▶ _Directions_
Copy the abstract on the social support stress management trial below word for word, in full.

▶ _Text excerpt_
Abstract

Considering the high and increasing prevalence of stress, approaches to mitigate stress-related biological processes become a matter of public health. Since supportive social interactions contribute substantially to mental and physical health, we set out to develop a social support stress management intervention and examined its effects on psychophysiological stress responses as well as self-reported stress in healthy women. In a parallel-group randomized controlled trial, registered in the DSRK (DRKS00017427), 53 healthy women were randomly assigned to a social support stress management or a waitlist control condition. All participants underwent a standardized psychosocial stress test where physiological and emotional stress responses were assessed by repeated measurements of cortisol, heart rate, heart rate variability and state anxiety. Also, all participants completed self-report questionnaires of perceived stress and social support at pre-intervention, post-intervention and follow-up four weeks later. Participants in the social support stress management showed a significantly attenuated integrated state anxiety response in comparison to those in the control condition, but conditions did not differ in any of the assessed physiological stress responses. The intervention significantly reduced perceived stress in comparison to the control condition, but perceived stress levels returned to baseline at follow-up. Our results indicated that the intervention had no effect on physiological responses to acute psychosocial stress, even though anxiety responses to stress were attenuated. However, the social support stress management intervention had a significant, albeit transient impact on perceived stress.

▶ _Data segment_
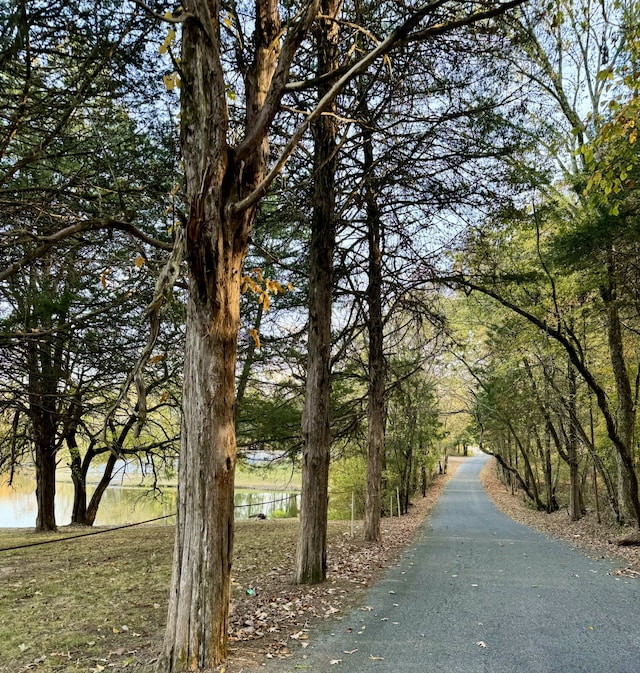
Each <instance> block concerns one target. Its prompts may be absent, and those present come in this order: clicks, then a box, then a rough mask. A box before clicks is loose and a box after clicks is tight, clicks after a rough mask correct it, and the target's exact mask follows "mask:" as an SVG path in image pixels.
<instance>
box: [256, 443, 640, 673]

▶ _Solved problem_
Abstract

Considering the high and increasing prevalence of stress, approaches to mitigate stress-related biological processes become a matter of public health. Since supportive social interactions contribute substantially to mental and physical health, we set out to develop a social support stress management intervention and examined its effects on psychophysiological stress responses as well as self-reported stress in healthy women. In a parallel-group randomized controlled trial, registered in the DSRK (DRKS00017427), 53 healthy women were randomly assigned to a social support stress management or a waitlist control condition. All participants underwent a standardized psychosocial stress test where physiological and emotional stress responses were assessed by repeated measurements of cortisol, heart rate, heart rate variability and state anxiety. Also, all participants completed self-report questionnaires of perceived stress and social support at pre-intervention, post-intervention and follow-up four weeks later. Participants in the social support stress management showed a significantly attenuated integrated state anxiety response in comparison to those in the control condition, but conditions did not differ in any of the assessed physiological stress responses. The intervention significantly reduced perceived stress in comparison to the control condition, but perceived stress levels returned to baseline at follow-up. Our results indicated that the intervention had no effect on physiological responses to acute psychosocial stress, even though anxiety responses to stress were attenuated. However, the social support stress management intervention had a significant, albeit transient impact on perceived stress.